Provided text Block Start
Now the cruise lines have a difficult decision. They could require passengers be vaccinated – as Norwegian Cruise Line has already done – in order to start cruising earlier and ensure that sailings are as safe as possible. However, less than 45 percent of the U.S. population has gotten one or more doses of the vaccine, and vaccine resistance is rampant. The cruise lines risk alienating travelers who can’t or won’t get the shot.

Plus, Florida governor Ron DeSantis has now suspended all health restrictions related to Covid-19, including vaccine passports. Barring any lawsuits or policy changes, cruises that require vaccinations will not be able to depart from Florida, which is home to several major cruise ports and a key departure port for Caribbean cruises.

DCL Family

Or, cruise lines could stick to the original plan, with test sailings, in order to accommodate all interested cruisers. However, that means those ships will be sitting on the sidelines, running trial cruises with volunteers, while their competitors take to the waters with vaccinated paying guests. Carnival’s CEO has been hesitant to require vaccinations from guests, but will the new guidance change his mind?

Passengers will need to wait for the cruise line decisions.

Kids might not be among the first sailors

Kids on Princess cruises deck

Families stuck at home for a year are desperate for a summer vacation, but a Caribbean cruise from the U.S. might not be in the cards for the youngest sailors. Should cruise lines require vaccines, only 5 percent of passengers will be allowed to be unvaccinated.
Provided text Block End
Data excerpts Block Start
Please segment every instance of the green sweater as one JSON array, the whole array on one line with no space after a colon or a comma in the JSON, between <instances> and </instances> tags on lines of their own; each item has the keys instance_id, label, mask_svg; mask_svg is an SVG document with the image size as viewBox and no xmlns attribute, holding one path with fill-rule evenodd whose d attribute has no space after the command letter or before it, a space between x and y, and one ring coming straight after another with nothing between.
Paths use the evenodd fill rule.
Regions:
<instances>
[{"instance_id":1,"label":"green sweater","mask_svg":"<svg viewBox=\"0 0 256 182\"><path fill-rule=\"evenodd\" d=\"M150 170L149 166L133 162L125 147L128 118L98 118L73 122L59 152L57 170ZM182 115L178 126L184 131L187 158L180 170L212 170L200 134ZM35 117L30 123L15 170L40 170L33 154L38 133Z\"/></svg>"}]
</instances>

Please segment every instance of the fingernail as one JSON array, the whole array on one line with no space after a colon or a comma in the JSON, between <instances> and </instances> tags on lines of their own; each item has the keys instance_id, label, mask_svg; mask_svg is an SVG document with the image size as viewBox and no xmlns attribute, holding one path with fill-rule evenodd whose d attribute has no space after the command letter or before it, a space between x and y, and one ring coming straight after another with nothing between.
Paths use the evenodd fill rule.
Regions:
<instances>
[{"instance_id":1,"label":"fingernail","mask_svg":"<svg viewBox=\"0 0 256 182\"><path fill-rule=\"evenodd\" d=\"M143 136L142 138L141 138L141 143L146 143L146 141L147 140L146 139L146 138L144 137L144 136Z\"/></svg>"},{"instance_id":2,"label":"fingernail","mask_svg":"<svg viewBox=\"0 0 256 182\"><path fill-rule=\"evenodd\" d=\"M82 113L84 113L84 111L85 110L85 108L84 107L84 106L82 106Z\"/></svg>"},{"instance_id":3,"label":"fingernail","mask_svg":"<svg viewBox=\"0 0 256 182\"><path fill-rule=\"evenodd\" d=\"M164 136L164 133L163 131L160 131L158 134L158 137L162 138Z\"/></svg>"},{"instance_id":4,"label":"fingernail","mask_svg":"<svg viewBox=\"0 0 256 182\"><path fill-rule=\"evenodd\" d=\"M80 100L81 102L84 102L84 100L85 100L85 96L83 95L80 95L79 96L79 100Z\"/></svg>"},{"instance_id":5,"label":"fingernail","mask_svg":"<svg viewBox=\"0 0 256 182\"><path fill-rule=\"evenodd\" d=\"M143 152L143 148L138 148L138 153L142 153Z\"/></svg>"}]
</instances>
Data excerpts Block End
§ What you need to do
A: In the cruise text, which cruise line has already required passengers to be vaccinated?
B: Continue the cruise text from its last sentence.
The lines come from a separate source and have nothing to do with the cruise text.

§ Answers to the exercises
A: Norwegian Cruise Line.

B:
How many cruisers is 5 percent? 

Take Norwegian Joy, for example (although that ship will be sailing from Jamaica this summer). Its maximum guest capacity is 4,622. Five percent of the total capacity is 231 berths (i.e. beds for cruisers). Should cruise lines choose not to sail at full capacity, the available space for non-vaccinated travelers, including young children and people who can’t be vaccinated for medical reasons, will be fewer than 200 berths. 

Cruise lines have not indicated how they would determine who’s eligible for that 5 percent, or even if they will accept any non-vaccinated guests at all. However, with the FDA soon to approve the Pfizer vaccine for kids ages 12 and up, families with vaccinated teens and tweens will be in the clear. Plus, kids could sail on ships not requiring vaccines, should their parents deem it safe to do so.

Rapid tests will make pre-cruise testing requirements less onerous

Covid test

The CDC will allow vaccinated cruisers to prove their Covid-free status with a rapid antigen test rather than with a PCR test.

Instead of arranging a test prior to leaving home, or being forced to arrive early in a destination, get tested and wait for results, passengers can get a quick swab at the port and find out results 15 minutes later.

The only downside is that antigen tests do have higher false negative rates (meaning the test results indicate you don’t have Covid when you actually do). However, that shouldn’t be a problem when everyone is vaccinated and far less likely to catch or get sick from Covid.

You won’t get stuck on the ship if you get sick or exposed to Covid

Grandparents on side of the ship deck

No one wants to end up like the passengers on Diamond Princess, stuck quarantining in their cabins for weeks. The CDC has assured cruise lines that scenario won’t happen when cruises resume from the U.S.

Local passengers who test positive for or were exposed to Covid-19 may be able to drive home, as long as they don’t need to overnight in a hotel. They can finish their quarantine at home.

Passengers who arrived by air will not be allowed on commercial flights. Instead, they may quarantine in a local hotel.